Records shown »
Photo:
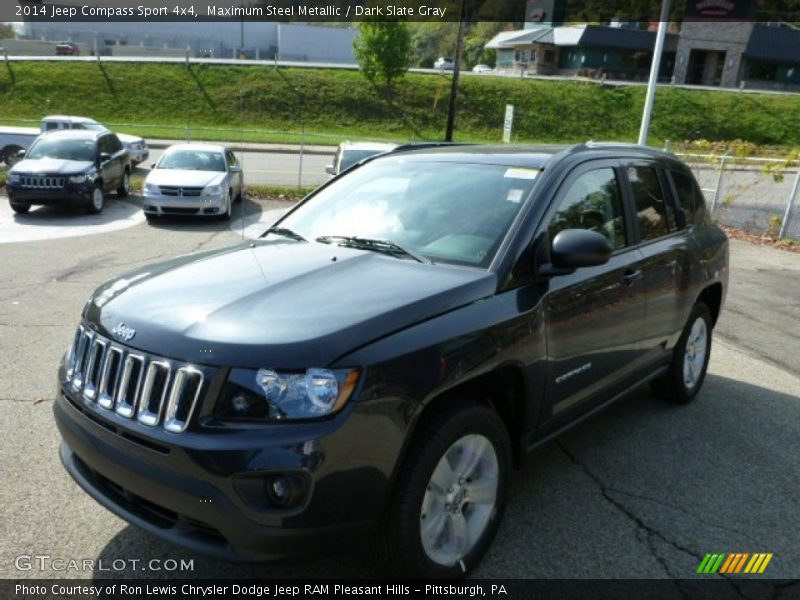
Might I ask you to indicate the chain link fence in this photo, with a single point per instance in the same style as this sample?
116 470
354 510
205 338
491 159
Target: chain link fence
757 194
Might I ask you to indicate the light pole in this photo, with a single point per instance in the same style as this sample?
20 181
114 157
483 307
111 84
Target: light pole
451 109
655 65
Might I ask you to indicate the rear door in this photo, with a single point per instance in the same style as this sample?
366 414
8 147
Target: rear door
594 318
667 249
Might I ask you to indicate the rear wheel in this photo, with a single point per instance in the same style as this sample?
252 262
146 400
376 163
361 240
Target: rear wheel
20 209
687 371
97 201
450 495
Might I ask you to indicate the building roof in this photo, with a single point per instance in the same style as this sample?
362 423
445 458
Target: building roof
774 44
583 35
624 39
510 39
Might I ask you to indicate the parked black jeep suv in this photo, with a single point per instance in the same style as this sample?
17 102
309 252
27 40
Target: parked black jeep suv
70 168
387 351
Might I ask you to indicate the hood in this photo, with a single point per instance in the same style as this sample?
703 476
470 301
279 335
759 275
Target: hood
129 139
184 177
278 304
51 166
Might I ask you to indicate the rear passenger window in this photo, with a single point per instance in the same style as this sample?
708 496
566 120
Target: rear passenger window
656 215
689 196
592 202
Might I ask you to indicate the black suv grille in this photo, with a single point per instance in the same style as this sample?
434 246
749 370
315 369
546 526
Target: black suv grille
151 389
44 182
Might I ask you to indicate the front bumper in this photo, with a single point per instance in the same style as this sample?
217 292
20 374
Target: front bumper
187 492
182 205
70 195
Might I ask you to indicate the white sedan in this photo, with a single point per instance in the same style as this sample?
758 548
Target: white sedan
193 179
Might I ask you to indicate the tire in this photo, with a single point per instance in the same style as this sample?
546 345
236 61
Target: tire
97 202
431 497
125 186
10 155
20 209
687 371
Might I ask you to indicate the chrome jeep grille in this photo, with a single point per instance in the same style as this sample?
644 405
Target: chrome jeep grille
150 389
42 182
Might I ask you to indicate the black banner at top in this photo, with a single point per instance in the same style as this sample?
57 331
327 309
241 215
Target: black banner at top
518 11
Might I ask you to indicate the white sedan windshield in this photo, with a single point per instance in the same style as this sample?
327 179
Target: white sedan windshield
444 211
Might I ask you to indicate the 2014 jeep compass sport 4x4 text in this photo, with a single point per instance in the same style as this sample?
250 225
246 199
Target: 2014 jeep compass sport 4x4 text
378 361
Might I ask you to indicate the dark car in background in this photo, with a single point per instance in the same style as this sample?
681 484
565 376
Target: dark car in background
377 363
70 168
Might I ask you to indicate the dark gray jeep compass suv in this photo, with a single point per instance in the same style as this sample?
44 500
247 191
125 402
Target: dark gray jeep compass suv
377 363
70 168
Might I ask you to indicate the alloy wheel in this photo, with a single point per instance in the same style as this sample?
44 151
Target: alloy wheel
459 500
695 354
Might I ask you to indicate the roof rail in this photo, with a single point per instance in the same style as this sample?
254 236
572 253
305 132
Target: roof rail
422 145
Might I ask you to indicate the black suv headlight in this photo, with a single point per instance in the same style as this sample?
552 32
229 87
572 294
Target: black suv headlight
270 395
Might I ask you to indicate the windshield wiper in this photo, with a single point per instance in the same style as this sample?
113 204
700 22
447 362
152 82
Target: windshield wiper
384 246
285 232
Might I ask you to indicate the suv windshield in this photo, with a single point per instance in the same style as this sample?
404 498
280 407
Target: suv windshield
445 211
193 160
70 149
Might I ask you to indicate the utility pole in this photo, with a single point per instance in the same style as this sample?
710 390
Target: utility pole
655 65
451 111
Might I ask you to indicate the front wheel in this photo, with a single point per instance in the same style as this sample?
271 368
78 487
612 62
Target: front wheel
97 201
687 371
451 495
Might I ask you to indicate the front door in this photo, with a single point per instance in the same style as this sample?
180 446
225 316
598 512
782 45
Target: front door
594 317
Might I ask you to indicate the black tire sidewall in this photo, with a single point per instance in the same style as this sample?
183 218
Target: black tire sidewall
421 460
90 208
679 392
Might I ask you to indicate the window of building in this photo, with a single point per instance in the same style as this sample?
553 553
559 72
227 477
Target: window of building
592 202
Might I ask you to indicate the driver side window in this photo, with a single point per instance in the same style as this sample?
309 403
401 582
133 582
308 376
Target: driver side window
592 202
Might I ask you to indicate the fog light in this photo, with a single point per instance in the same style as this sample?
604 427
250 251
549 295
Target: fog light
285 491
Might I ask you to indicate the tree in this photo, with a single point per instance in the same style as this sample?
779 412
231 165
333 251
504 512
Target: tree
7 31
383 50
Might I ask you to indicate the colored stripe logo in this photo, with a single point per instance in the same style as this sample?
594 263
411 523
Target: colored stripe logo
731 563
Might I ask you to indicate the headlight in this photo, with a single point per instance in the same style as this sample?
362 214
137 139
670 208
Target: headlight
269 395
82 178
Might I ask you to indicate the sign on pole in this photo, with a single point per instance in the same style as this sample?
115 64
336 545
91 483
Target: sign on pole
507 124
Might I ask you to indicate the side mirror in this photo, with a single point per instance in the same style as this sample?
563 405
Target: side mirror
576 248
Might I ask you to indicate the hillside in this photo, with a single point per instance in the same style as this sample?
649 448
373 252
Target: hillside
274 104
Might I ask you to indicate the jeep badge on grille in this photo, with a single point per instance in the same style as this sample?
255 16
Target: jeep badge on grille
123 332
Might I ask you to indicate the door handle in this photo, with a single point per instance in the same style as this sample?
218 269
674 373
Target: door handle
629 276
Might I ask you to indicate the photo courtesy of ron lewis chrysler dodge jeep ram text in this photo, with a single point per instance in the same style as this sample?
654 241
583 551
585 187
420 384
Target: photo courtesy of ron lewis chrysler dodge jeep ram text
374 366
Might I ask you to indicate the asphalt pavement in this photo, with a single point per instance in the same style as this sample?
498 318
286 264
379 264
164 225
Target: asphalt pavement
644 490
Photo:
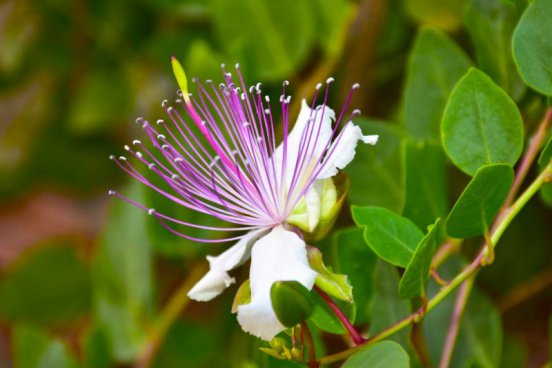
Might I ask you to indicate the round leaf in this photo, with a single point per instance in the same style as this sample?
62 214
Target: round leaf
480 201
481 124
386 354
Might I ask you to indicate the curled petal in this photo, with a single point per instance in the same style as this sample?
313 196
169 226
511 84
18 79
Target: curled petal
217 279
279 256
343 149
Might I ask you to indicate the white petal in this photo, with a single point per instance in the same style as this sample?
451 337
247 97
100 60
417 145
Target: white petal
322 128
217 279
344 150
279 256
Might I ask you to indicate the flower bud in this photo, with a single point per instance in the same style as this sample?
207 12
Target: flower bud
291 302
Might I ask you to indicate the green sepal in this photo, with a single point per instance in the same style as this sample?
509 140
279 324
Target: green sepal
336 285
243 296
291 302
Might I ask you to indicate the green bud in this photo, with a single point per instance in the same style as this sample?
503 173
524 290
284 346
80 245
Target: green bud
291 301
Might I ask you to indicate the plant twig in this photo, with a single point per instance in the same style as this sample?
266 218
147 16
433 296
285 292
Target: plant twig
305 331
167 317
339 314
529 156
456 318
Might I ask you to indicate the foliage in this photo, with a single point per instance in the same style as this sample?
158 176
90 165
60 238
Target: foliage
458 92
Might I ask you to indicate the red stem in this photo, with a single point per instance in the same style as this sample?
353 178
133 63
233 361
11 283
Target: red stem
358 340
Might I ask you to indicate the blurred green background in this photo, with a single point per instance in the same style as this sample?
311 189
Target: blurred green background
82 277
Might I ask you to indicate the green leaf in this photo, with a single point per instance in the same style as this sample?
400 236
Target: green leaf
122 280
392 237
377 171
491 24
387 308
426 187
481 124
417 272
181 348
532 46
32 348
35 291
544 160
353 258
291 302
479 203
325 319
479 342
334 284
275 41
385 354
434 66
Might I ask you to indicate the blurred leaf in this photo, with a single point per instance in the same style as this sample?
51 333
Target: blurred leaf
332 21
435 64
491 24
326 320
377 171
442 14
192 345
385 354
392 237
426 187
481 124
274 42
387 308
336 285
50 286
122 278
544 159
416 274
32 348
102 100
532 46
479 342
353 258
478 205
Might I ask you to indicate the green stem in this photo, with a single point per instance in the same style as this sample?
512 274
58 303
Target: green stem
471 269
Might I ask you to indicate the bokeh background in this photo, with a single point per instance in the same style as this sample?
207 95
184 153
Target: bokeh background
82 276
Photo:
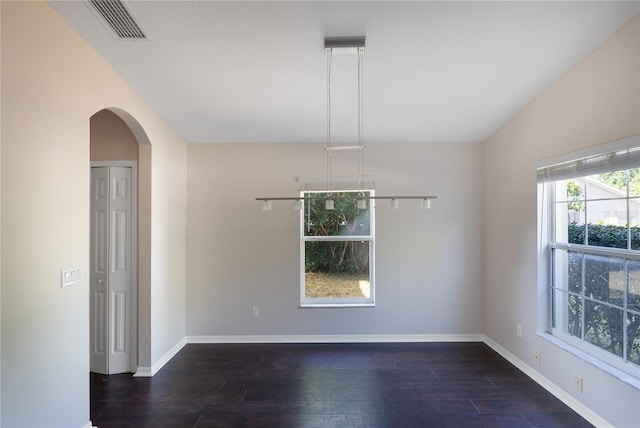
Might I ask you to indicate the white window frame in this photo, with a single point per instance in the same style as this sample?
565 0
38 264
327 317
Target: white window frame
581 164
306 302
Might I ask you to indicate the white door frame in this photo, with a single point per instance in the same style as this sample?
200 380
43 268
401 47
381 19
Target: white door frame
133 334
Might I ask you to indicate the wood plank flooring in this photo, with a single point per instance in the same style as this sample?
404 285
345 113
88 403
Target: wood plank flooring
330 385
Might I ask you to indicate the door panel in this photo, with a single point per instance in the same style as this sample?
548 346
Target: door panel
111 270
98 277
120 244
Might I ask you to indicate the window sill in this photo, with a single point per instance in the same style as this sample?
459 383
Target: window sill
337 305
594 361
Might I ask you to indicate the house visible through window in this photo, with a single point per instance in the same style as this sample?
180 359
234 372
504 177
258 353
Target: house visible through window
593 242
337 250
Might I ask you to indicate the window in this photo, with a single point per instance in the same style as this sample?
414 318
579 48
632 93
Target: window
593 242
337 250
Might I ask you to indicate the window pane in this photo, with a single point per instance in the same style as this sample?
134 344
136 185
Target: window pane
633 296
344 220
633 338
571 190
567 270
634 182
607 223
604 279
567 313
634 222
569 226
607 185
337 269
603 327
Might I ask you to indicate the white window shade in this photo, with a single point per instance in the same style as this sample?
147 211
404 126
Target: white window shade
612 157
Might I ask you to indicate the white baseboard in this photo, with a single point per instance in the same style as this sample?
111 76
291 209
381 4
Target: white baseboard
150 371
554 389
337 338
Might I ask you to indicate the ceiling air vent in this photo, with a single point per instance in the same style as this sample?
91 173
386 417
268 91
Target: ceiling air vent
118 19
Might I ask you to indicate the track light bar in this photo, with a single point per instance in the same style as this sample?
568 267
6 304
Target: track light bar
335 198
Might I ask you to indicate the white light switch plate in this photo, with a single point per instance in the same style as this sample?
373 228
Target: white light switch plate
70 276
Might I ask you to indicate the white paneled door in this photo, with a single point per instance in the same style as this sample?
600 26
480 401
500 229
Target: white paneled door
112 203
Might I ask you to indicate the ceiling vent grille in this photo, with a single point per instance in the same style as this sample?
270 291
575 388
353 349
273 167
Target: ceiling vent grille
117 17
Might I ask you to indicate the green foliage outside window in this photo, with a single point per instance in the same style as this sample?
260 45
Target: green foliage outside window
345 220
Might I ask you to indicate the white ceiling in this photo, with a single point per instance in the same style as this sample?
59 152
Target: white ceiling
434 71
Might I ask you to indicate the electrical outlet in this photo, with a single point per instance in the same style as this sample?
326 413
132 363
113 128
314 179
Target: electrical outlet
577 383
537 358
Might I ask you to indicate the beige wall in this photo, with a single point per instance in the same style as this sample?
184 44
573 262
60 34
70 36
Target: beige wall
428 263
111 139
594 103
47 102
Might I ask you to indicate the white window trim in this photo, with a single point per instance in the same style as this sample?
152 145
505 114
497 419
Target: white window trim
602 359
339 302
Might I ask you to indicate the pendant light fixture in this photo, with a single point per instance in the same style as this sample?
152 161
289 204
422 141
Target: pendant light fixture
348 46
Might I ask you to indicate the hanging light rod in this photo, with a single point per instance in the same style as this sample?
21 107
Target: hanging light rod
337 148
344 45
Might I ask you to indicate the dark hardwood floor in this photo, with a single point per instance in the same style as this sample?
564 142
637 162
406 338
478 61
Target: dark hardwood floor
330 385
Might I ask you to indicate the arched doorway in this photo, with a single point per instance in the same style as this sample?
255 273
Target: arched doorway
118 142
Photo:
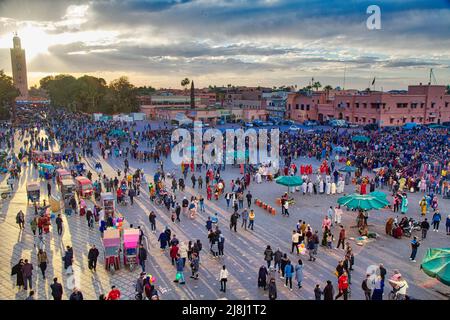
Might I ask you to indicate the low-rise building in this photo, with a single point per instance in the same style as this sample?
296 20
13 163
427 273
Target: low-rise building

Set exercise »
Copy exactly the lines from the line containing "Might I ask you to indicate the dark hardwood" through the last line of the records above, both included, and leave out any pictures.

Correct answer »
Might I ask you to indicate the dark hardwood floor in this photo, with a single point per instance in the same style as this sample?
564 142
637 162
406 338
478 61
Target: dark hardwood floor
330 385
Might I ask you to indicate the arched doorway in this photo, with a single point per instance in the same style as this sample?
255 273
Target: arched doorway
118 142
Photo:
Might I ask you to indicate the low-rise building in this photo, with a single point per instance in the same style as this sample?
296 20
13 163
427 273
Target: low-rise building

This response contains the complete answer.